• _DIRECTIVE 1_:
In the interview excerpt, at which college did Hans Neleman study Fine Art?
• _DIRECTIVE 2_:
Reproduce the part of the interview excerpt starting with "Hans Neleman talks" and going on through "as a photographer?".

"Sometimes the women from a distance would appear very 'hardcore' and even during the initial conversation you'd sit and wonder. But I love to discover this when I shoot. They become real. A person, not a cliché. Every face was appreciated for its unique beauty. It is the artist's power and privilege to project this."
Hans Neleman talks to Richard Marshall about tarts, tattoos, and trust.
COPYRIGHT © 2004, 3 A.M. MAGAZINE. ALL RIGHTS RESERVED
3AM: When did you begin to see yourself as a photographer?
HN: I grew up in Holland in the sixties. The school I went to was as experimental as the decade; more time was spent on folk dancing than on math, and classes like jewellery-making and knitting were considered as important as geography. After high school I spent a year at an anthroposophical school based on the principles of Rudolf Steiner. There my dream of becoming an actor was shattered in the first acting class almost immediately. I became involved in photography then, as I was trying to build up my portfolio for the Art Academy. I was accepted at Goldsmiths' College in London where I studied Fine Art. Fascinated by the immediacy of photography (compared to painting), I was soon shooting still lives and models instead of using brushes.

• _SUPPLIED INFORMATION_:
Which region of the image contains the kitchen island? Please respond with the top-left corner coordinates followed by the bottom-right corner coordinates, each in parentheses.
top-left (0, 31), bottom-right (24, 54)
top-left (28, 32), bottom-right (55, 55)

• _FINAL ANSWER 1_:
Goldsmiths' College in London

• _FINAL ANSWER 2_:
Hans Neleman talks to Richard Marshall about tarts, tattoos, and trust.
COPYRIGHT © 2004, 3 A.M. MAGAZINE. ALL RIGHTS RESERVED
3AM: When did you begin to see yourself as a photographer?